Dataset:
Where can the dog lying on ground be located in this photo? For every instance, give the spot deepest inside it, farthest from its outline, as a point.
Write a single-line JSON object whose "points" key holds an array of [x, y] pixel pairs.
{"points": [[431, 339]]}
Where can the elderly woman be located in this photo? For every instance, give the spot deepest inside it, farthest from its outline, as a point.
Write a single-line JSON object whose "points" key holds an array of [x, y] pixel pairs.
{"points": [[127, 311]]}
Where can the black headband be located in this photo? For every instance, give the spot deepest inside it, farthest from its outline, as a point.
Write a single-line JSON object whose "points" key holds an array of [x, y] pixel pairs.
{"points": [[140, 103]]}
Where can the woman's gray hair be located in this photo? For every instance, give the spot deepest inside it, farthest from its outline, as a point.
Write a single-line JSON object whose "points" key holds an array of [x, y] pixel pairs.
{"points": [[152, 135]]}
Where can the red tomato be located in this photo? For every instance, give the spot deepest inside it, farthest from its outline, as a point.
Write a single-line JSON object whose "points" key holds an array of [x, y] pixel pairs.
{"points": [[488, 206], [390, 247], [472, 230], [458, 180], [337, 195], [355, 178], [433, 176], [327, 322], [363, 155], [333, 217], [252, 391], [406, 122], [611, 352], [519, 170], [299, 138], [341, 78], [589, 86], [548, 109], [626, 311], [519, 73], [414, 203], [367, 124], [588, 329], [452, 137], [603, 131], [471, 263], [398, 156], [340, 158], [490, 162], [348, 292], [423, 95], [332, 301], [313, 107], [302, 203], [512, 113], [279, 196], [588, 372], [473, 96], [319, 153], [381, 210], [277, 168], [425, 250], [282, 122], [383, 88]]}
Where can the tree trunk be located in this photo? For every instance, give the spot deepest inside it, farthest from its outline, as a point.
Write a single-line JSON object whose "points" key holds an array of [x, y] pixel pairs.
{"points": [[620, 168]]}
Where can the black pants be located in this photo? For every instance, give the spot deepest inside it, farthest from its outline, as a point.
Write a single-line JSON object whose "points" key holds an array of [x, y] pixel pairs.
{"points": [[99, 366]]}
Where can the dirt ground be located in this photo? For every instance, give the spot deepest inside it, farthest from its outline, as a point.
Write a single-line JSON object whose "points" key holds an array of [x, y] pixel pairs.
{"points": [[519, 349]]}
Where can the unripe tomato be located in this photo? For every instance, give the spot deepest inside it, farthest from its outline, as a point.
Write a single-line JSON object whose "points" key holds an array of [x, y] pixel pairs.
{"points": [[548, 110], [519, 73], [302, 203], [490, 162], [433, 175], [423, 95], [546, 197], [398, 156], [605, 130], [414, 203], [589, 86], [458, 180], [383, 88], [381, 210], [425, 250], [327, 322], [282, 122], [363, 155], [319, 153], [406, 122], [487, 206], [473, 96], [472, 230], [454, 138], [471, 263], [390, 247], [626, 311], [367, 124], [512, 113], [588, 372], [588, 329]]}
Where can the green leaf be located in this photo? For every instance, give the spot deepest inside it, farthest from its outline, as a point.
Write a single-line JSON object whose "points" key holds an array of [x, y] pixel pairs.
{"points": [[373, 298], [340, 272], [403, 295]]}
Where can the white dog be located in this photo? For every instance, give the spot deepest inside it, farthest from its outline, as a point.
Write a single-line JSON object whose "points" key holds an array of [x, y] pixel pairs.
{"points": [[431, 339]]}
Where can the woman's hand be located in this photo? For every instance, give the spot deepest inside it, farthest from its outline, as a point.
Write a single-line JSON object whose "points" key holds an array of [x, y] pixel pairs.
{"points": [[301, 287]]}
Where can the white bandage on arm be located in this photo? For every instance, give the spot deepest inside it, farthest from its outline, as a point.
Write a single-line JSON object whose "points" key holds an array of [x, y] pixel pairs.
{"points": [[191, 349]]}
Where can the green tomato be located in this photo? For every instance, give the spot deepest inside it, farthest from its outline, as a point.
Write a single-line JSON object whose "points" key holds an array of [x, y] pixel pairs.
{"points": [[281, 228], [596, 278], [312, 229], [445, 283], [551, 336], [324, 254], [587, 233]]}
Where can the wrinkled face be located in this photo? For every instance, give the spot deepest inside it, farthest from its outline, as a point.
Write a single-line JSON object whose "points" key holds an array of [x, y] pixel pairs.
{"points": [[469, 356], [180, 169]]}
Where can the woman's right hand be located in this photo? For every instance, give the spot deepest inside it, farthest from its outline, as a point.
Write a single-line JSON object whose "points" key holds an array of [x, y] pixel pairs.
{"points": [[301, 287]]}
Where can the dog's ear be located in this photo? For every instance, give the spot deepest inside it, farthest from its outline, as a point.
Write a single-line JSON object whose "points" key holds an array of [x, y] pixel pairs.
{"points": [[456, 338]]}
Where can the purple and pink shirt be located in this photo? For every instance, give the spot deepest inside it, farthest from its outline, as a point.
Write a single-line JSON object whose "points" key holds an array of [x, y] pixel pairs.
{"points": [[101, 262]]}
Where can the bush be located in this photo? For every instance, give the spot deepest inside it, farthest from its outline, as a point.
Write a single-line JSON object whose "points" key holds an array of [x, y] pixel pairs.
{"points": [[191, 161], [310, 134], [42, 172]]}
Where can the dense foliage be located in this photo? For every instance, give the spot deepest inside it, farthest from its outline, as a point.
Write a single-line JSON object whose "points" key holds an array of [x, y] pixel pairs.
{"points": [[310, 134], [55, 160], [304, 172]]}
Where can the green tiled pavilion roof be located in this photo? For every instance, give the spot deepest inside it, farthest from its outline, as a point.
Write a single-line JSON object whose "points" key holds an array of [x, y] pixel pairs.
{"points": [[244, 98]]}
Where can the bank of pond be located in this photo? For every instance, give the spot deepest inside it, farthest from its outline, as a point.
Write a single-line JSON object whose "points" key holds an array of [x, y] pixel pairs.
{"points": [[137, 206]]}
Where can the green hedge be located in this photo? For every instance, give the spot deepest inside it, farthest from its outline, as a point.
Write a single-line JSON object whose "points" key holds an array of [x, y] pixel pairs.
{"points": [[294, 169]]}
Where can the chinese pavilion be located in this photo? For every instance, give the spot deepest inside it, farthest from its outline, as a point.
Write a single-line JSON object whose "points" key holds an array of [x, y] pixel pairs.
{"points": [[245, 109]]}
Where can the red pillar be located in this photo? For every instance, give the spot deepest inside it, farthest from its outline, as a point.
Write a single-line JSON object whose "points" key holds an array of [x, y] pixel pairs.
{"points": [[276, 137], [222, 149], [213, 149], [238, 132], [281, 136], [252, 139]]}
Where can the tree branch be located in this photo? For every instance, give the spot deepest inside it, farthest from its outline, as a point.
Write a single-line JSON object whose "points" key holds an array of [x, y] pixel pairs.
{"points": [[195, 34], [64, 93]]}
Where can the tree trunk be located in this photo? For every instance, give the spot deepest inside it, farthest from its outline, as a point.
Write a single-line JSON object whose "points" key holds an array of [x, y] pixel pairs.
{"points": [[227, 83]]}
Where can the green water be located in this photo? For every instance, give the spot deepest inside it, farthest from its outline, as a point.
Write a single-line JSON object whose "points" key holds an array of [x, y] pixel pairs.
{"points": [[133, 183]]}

Task objective:
Reproduce the lines from the one containing "Where can the red pillar" to the end of the entries, keeping both ends and adding nothing.

Task output:
Where can the red pillar be located in this photo? For every instance, give the spot deepest inside it, farthest from its outline, as a point.
Write a single-line JSON object whose "points" key holds an array of [x, y] pixel pairs.
{"points": [[276, 137], [222, 149], [213, 149], [238, 132], [281, 136], [252, 139]]}
Where can the tree branch be located in this photo? For every instance, give the spot deepest inside it, farthest from its outline, as a point.
Write a single-line JSON object whose "points" key holds an array of [x, y] pixel pairs.
{"points": [[195, 34], [64, 93]]}
Where can the tree trunk be located in this photo? For every instance, give the spot deepest inside it, farthest from its outline, as a point.
Write a single-line JSON object whose "points" key holds an array of [x, y] pixel pairs.
{"points": [[227, 83]]}
Where can the green water be located in this photo? For every instance, give the spot deepest inside it, farthest from its outline, as a point.
Write a single-line JSON object whose "points" key holds an array of [x, y] pixel pairs.
{"points": [[133, 183]]}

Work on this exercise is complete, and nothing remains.